**Exercise description**
Keep to the lines from the one with "short dark hair, one line per instance." through the end of the data, and write them out exactly.

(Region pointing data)
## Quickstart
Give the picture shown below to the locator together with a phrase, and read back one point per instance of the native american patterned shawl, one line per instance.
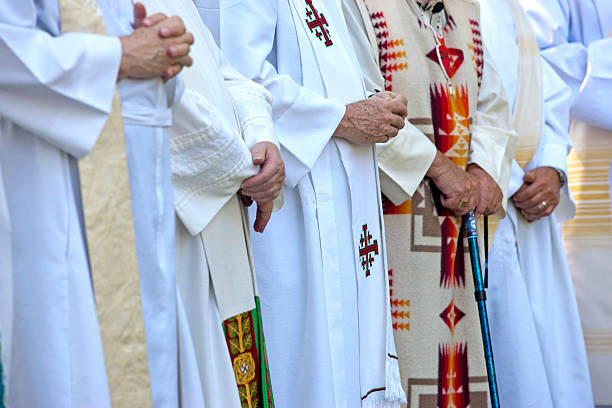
(247, 347)
(588, 239)
(435, 317)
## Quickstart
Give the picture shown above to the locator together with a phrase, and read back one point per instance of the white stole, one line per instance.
(378, 368)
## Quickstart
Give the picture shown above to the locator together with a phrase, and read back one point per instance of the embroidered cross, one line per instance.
(317, 22)
(366, 247)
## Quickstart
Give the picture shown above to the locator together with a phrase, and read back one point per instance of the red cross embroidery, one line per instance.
(317, 22)
(366, 248)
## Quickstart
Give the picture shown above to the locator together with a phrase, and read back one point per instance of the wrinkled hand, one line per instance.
(491, 195)
(158, 47)
(540, 193)
(373, 120)
(456, 186)
(265, 186)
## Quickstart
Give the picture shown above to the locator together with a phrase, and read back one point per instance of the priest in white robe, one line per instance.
(6, 290)
(539, 350)
(56, 93)
(321, 264)
(574, 37)
(222, 132)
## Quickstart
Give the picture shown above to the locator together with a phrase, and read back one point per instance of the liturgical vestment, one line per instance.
(55, 96)
(573, 36)
(220, 116)
(321, 261)
(539, 349)
(435, 317)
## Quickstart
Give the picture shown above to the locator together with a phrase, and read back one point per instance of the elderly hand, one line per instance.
(373, 120)
(540, 193)
(158, 47)
(491, 195)
(459, 190)
(265, 186)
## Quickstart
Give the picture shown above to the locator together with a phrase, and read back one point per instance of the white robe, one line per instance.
(573, 38)
(219, 118)
(538, 346)
(6, 289)
(55, 96)
(305, 259)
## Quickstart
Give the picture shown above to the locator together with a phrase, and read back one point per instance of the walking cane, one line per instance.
(481, 297)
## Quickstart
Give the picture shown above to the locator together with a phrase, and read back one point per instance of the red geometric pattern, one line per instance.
(392, 54)
(450, 116)
(400, 312)
(367, 247)
(452, 315)
(452, 58)
(453, 380)
(317, 23)
(477, 49)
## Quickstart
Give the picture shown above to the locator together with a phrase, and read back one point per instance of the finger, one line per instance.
(390, 131)
(246, 200)
(172, 27)
(140, 13)
(396, 121)
(178, 50)
(268, 194)
(154, 19)
(172, 71)
(267, 175)
(264, 212)
(539, 200)
(186, 61)
(527, 194)
(519, 191)
(529, 177)
(258, 151)
(399, 108)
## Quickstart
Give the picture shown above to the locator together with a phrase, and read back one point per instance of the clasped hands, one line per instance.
(158, 47)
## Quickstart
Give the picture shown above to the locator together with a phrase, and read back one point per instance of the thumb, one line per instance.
(140, 13)
(529, 177)
(259, 153)
(264, 212)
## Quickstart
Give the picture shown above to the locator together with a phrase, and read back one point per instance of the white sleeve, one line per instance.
(587, 70)
(59, 88)
(253, 104)
(209, 161)
(555, 142)
(248, 34)
(493, 140)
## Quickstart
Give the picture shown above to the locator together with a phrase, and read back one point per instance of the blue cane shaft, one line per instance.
(480, 295)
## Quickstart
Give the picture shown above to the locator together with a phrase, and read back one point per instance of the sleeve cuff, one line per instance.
(403, 163)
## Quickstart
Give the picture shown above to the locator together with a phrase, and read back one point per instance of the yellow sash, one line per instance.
(110, 236)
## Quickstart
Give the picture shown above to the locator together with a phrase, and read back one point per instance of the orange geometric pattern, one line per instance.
(392, 54)
(400, 312)
(450, 116)
(453, 384)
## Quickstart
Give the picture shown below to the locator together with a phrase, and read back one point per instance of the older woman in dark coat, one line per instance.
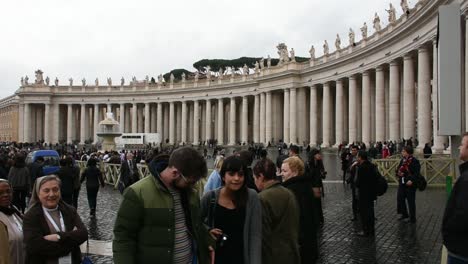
(53, 231)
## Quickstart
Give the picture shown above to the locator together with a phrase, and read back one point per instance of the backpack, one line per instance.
(382, 184)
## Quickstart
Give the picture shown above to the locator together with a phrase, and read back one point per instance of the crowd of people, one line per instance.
(249, 212)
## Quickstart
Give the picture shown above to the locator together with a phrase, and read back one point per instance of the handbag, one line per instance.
(86, 259)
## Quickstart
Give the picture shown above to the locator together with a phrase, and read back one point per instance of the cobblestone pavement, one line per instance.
(394, 242)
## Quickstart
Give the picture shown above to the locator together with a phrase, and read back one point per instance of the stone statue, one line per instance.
(39, 79)
(351, 37)
(293, 54)
(312, 52)
(404, 6)
(326, 49)
(338, 42)
(364, 30)
(172, 78)
(245, 69)
(377, 26)
(391, 14)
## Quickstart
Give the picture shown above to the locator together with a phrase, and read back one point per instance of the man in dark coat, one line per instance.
(366, 182)
(454, 225)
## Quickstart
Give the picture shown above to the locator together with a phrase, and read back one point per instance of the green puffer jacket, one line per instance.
(145, 223)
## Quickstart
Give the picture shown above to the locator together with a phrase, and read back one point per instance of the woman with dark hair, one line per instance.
(233, 214)
(11, 227)
(280, 217)
(53, 230)
(93, 177)
(20, 181)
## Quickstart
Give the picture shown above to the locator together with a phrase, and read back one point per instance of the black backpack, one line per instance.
(382, 184)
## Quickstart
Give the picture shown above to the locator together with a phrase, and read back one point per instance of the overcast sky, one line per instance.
(115, 38)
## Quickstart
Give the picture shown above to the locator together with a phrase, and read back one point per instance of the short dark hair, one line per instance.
(294, 148)
(189, 162)
(265, 167)
(408, 149)
(363, 154)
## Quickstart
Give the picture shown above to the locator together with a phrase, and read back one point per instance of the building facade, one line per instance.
(382, 87)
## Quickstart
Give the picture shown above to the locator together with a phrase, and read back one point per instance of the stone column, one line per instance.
(438, 140)
(292, 117)
(69, 123)
(208, 122)
(245, 117)
(232, 121)
(366, 108)
(380, 104)
(147, 118)
(424, 98)
(352, 113)
(256, 123)
(172, 122)
(268, 119)
(134, 118)
(83, 124)
(47, 123)
(159, 128)
(196, 122)
(184, 122)
(339, 113)
(408, 98)
(313, 116)
(262, 118)
(122, 117)
(394, 101)
(286, 115)
(326, 115)
(220, 121)
(95, 122)
(27, 122)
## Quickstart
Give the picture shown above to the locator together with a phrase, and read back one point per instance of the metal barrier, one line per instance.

**Solution to the exercise**
Give the picture shown above to the locator together with a phrase, and read back one point per instance of the short dark hair, one line per instance.
(294, 148)
(189, 162)
(265, 167)
(408, 149)
(363, 154)
## Quickstart
Give the picture shown above to the locator together with a phrase, and read back one point per instance of the building facade, one line per instance.
(382, 87)
## Quickstart
Give the picture shown above to the locator together with a phrase, and read back one point per instance of the stone column, one line per instance.
(438, 140)
(292, 117)
(69, 123)
(208, 122)
(245, 117)
(232, 121)
(366, 108)
(380, 104)
(147, 118)
(424, 98)
(352, 113)
(256, 123)
(172, 122)
(268, 119)
(134, 118)
(83, 124)
(47, 123)
(159, 128)
(196, 122)
(184, 122)
(339, 113)
(408, 98)
(313, 116)
(262, 118)
(122, 117)
(394, 101)
(286, 115)
(326, 115)
(220, 121)
(95, 122)
(27, 122)
## Quickstart
Give the picture shown above to the locator together with a phrase, and read back one point per instance of the metal barrier, one line per instance.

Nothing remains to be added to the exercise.